__Set of tasks__.
1 > Reproduce the part of the 2004 Hopman Cup article that opens with the words containing "- Location: Perth, Western" and closes with "and James Blake.".
2 > Extend the 2004 Hopman Cup article onward from its last sentence.

__Document__.
* begin *

- Date: 3 January – 10 January 2004
- Edition: XVI
- Surface: Hard (indoor)
- Location: Perth, Western Australia
- Venue: Burswood Entertainment Complex

Champions
- United States
| Hopman Cup |

= 2004 Hopman Cup =

The 2004 Hopman Cup (also known as the Hyundai Hopman Cup for sponsorship reasons) was the 16th Hopman Cup tennis tournament held at the Burswood Entertainment Complex in Perth from 3 through 10 January 2004. Slovakia's Daniela Hantuchová and Karol Kučera made the final, but lost to Americans Lindsay Davenport and James Blake.

==Group A==

===Teams and standings===
- CZE – Barbora Strýcová and Jiří Novák (Round robin win–loss: 0–3; match win–loss: 2–7; final position: 4)

* end *

__Data section__.
* begin *

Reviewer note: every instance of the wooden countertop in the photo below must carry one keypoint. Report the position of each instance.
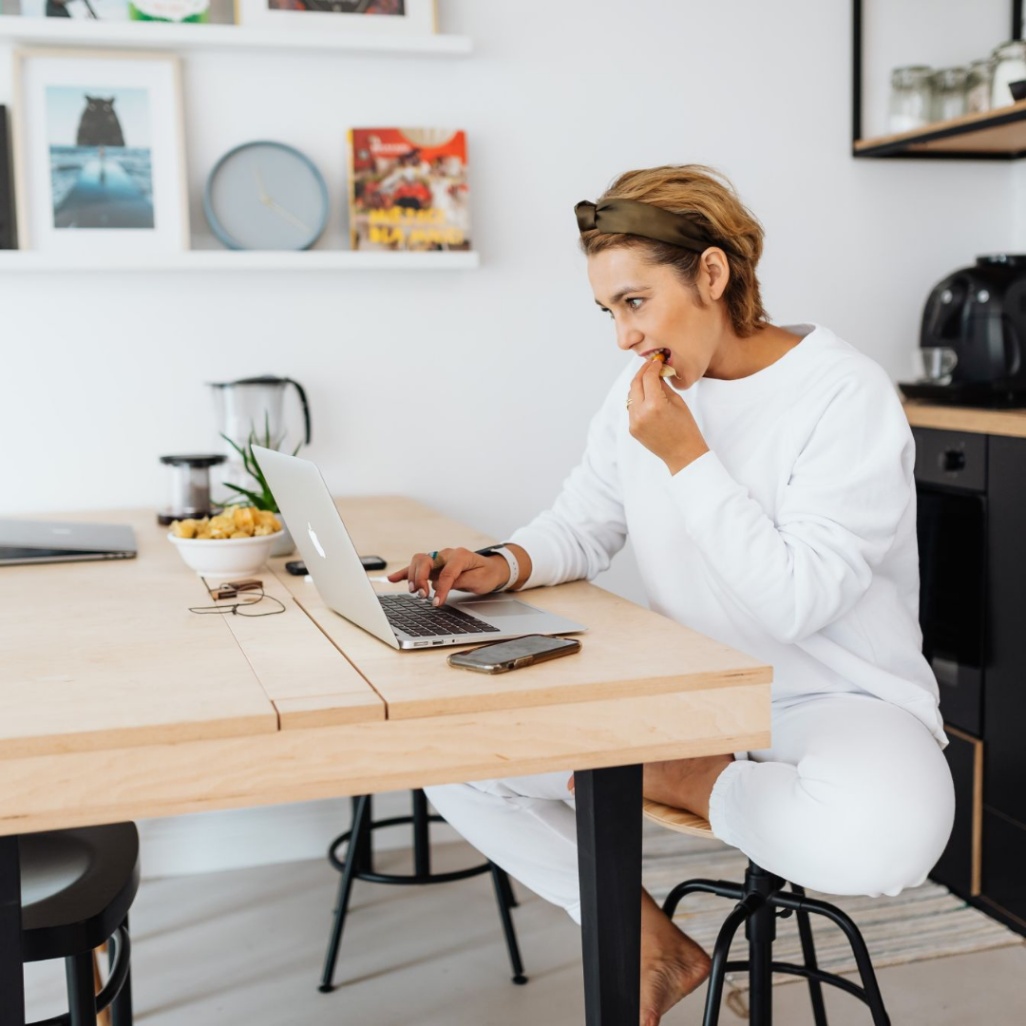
(984, 422)
(118, 703)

* end *

__Answers to each task__.
1 >
- Location: Perth, Western Australia
- Venue: Burswood Entertainment Complex

Champions
- United States
| Hopman Cup |

= 2004 Hopman Cup =

The 2004 Hopman Cup (also known as the Hyundai Hopman Cup for sponsorship reasons) was the 16th Hopman Cup tennis tournament held at the Burswood Entertainment Complex in Perth from 3 through 10 January 2004. Slovakia's Daniela Hantuchová and Karol Kučera made the final, but lost to Americans Lindsay Davenport and James Blake.

2 >
- France – Amélie Mauresmo and Fabrice Santoro (Round robin win–loss: 2–1; match win–loss: 4–5; final position: 2)
- Russia – Anastasia Myskina and Marat Safin (Round robin win–loss: 1–2; match win–loss: 3–6; final position: 3)
- United States – Lindsay Davenport and James Blake (Round robin win–loss: 3–0; match win–loss: 9–0; final position: 1)

==Group B==

===Teams and standings===
- Australia^{1} – Alicia Molik and Lleyton Hewitt (Round robin win–loss: 2–1; match win–loss: 7–2; final position: 1)
- Belgium – Kim Clijsters and Xavier Malisse (Round robin win–loss: 1–1; match win–loss: 3–3; final position: 4)
- Canada^{2} – Maureen Drake and Frank Dancevic (Round robin win–loss: 0–2; match win–loss: 1–5; final position: Not ranked)
- HUN – Petra Mandula and Attila Sávolt (Round robin win–loss: 1–2; match win–loss: 6–6; final position: 3)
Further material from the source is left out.